Entries from a point annotation set

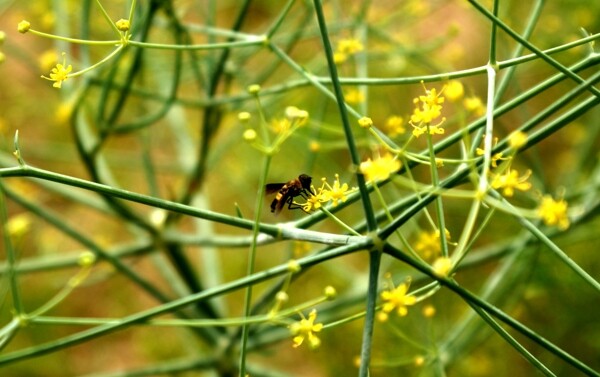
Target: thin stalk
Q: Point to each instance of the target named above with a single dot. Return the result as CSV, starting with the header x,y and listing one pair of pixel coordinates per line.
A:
x,y
252,261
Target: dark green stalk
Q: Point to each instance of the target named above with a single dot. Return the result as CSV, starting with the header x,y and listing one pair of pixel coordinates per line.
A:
x,y
472,299
375,254
141,317
532,48
10,256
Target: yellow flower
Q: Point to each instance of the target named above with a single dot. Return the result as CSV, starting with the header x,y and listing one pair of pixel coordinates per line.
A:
x,y
394,126
338,192
379,169
249,134
354,96
397,299
433,130
427,107
23,27
314,201
59,73
123,25
442,266
294,113
510,181
306,329
253,89
345,48
554,212
18,225
517,139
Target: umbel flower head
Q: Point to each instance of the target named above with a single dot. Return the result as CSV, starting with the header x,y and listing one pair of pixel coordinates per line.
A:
x,y
380,168
327,193
554,212
427,109
59,73
397,299
305,329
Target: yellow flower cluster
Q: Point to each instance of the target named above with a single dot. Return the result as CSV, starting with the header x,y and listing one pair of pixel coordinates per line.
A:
x,y
327,193
380,168
427,109
305,329
347,48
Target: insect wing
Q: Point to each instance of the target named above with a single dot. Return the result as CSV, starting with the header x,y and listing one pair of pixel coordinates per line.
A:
x,y
271,188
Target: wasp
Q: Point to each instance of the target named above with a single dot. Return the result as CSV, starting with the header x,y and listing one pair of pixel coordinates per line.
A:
x,y
286,192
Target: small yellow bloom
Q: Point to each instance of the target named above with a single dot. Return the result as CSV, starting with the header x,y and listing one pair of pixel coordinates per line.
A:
x,y
350,46
249,134
86,259
442,266
306,329
427,107
346,48
295,113
123,25
354,97
454,90
419,361
254,89
23,27
433,130
244,116
380,168
510,181
59,73
397,299
517,139
18,225
282,297
554,212
429,311
365,122
294,266
338,192
330,292
394,126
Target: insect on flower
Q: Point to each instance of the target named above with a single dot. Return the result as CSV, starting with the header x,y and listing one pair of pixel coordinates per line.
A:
x,y
286,192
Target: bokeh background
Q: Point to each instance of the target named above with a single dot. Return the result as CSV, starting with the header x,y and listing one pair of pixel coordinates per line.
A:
x,y
160,139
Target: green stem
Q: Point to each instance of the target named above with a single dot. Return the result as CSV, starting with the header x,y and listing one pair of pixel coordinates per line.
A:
x,y
252,260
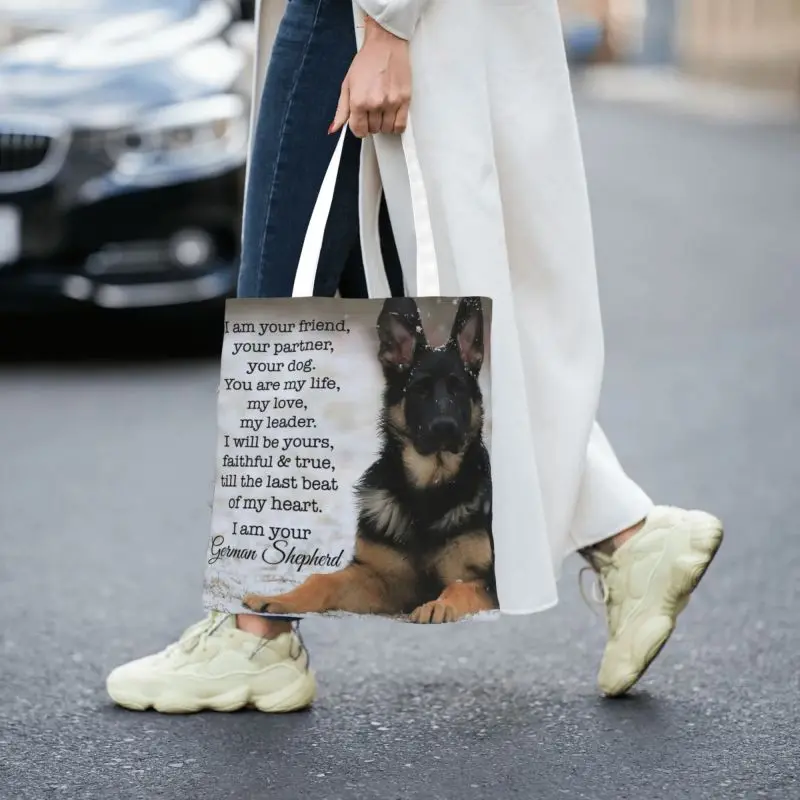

» Exercise brief
Please identify each line of the records above that contains the word "green", and copy every such line.

» Written response
Target: dark green stalk
Target: green stem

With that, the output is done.